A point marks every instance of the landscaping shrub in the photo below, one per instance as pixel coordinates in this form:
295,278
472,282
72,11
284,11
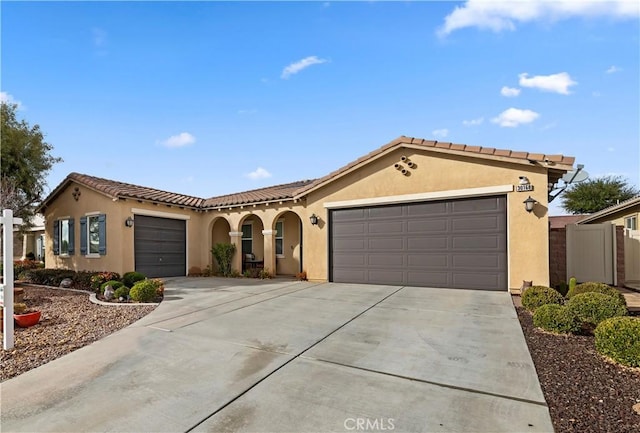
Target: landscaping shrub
619,339
556,318
130,278
597,288
144,291
538,296
121,292
223,253
20,266
47,277
114,285
592,308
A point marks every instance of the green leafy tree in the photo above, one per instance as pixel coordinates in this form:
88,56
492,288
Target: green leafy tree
25,162
596,194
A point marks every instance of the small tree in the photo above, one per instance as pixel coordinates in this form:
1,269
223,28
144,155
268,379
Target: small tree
223,253
596,194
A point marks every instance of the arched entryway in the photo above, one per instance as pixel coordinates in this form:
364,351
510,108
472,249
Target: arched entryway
287,229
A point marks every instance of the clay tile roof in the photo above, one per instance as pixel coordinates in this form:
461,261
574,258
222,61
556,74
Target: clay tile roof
268,194
115,189
459,149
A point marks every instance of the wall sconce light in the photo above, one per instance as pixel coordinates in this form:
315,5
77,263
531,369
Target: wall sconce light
529,203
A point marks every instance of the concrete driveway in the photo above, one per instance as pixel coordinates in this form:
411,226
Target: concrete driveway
246,355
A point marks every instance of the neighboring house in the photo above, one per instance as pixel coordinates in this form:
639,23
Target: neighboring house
413,212
626,254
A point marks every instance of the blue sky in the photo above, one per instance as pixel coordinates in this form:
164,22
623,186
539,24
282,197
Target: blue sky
209,98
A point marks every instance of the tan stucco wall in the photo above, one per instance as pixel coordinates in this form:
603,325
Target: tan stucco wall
120,253
528,250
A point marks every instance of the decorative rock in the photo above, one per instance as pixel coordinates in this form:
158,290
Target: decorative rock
109,293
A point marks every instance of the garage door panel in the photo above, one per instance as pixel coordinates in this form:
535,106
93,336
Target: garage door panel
384,277
429,261
385,212
427,209
386,227
475,223
430,279
350,229
449,243
427,243
423,226
352,259
386,260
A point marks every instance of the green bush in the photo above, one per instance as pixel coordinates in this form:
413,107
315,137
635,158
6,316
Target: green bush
99,278
114,285
597,288
223,253
538,296
592,308
556,318
121,292
130,278
144,291
47,277
619,339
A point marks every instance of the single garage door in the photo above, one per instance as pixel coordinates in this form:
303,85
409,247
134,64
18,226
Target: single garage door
450,243
160,246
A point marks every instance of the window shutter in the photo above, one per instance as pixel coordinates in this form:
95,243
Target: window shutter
83,235
56,237
102,232
72,237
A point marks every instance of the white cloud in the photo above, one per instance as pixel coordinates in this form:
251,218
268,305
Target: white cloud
440,133
558,83
298,66
504,15
259,173
509,92
473,122
513,117
9,99
180,140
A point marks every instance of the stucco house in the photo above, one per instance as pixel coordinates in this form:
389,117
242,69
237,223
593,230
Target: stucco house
413,212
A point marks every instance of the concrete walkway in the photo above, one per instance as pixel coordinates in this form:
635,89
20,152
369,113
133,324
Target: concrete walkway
245,355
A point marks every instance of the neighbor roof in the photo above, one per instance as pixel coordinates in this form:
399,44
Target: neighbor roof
627,204
558,163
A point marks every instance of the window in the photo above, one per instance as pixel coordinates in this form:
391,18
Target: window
280,239
93,234
247,239
63,237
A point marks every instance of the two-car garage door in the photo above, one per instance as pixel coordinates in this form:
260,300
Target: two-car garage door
450,243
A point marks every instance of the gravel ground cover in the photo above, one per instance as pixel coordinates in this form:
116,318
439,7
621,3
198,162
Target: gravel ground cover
69,321
585,392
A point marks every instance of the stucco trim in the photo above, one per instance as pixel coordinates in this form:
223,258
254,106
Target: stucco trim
427,196
147,212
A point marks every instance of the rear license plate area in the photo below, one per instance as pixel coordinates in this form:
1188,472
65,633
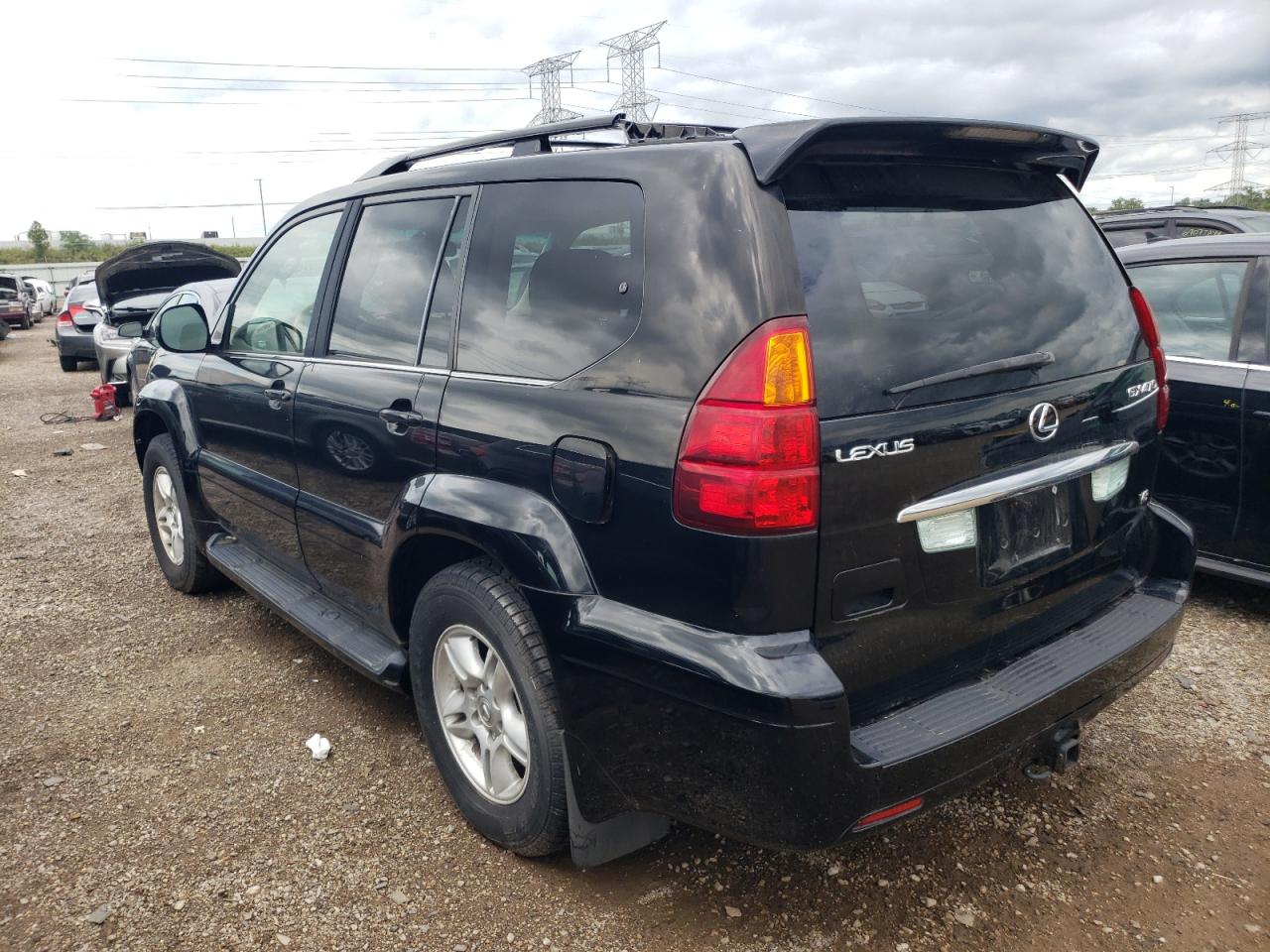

━━━━━━━━━━━━━━━━

REQUIRED WORK = Pull out each line of the rows above that contains the string "cloud" and copy it unchanged.

RESULT =
A point marks every instance of the white cloud in the photo above, one per instance as pixel coordinates in this form:
Target: white cloud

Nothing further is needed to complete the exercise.